Exercise requirements>
Retype the listing exactly; omit pictures.
━━ Data supplied ━━
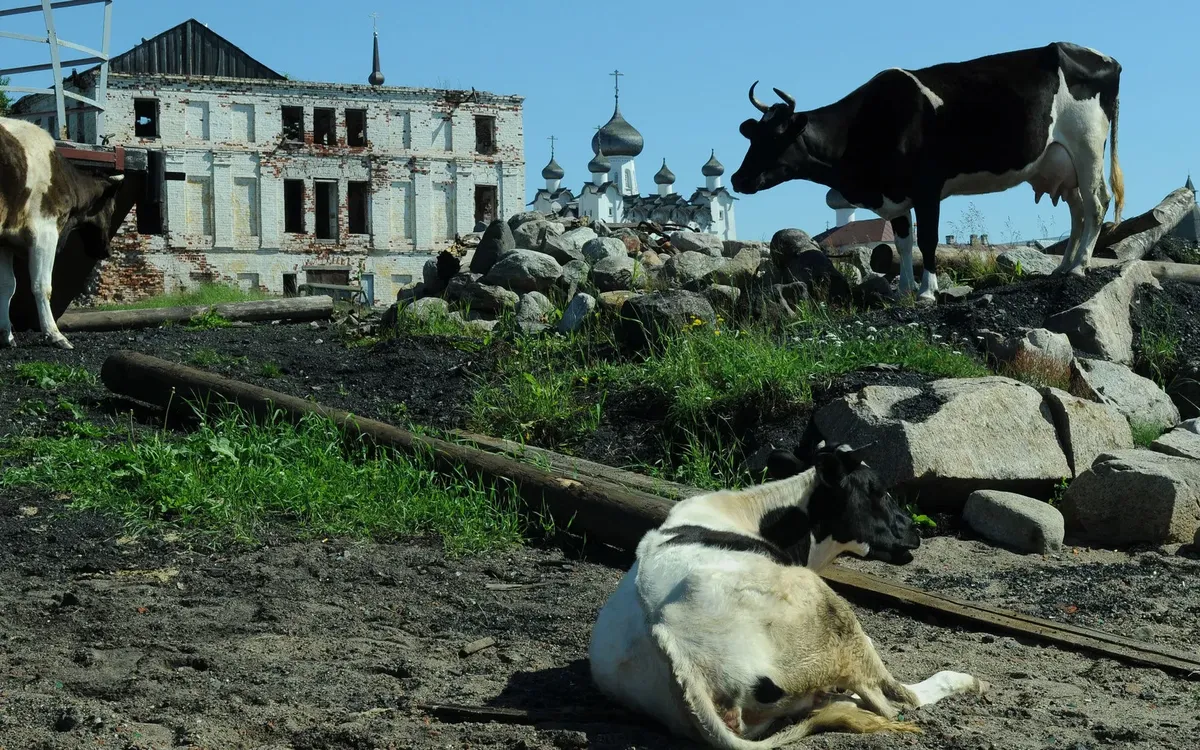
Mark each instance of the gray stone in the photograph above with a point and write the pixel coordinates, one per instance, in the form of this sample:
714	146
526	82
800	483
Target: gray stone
1138	399
529	235
697	241
691	270
1014	521
576	313
953	437
730	249
1135	496
1037	342
723	298
604	247
497	240
1101	325
534	306
1086	429
525	270
468	291
1031	261
613	274
525	217
1183	441
663	313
━━━
The answer>
Mark each instance of the gray stone in the photograph above with a point and write the pixel coordinates, one per instance, in the form of this sample:
714	146
526	82
800	483
Target: gray stone
1138	399
529	235
697	241
691	270
1014	521
576	313
953	437
730	249
1135	496
1037	342
723	298
604	247
497	240
1101	325
534	306
1086	429
525	270
468	291
1031	261
613	274
525	217
1183	441
663	313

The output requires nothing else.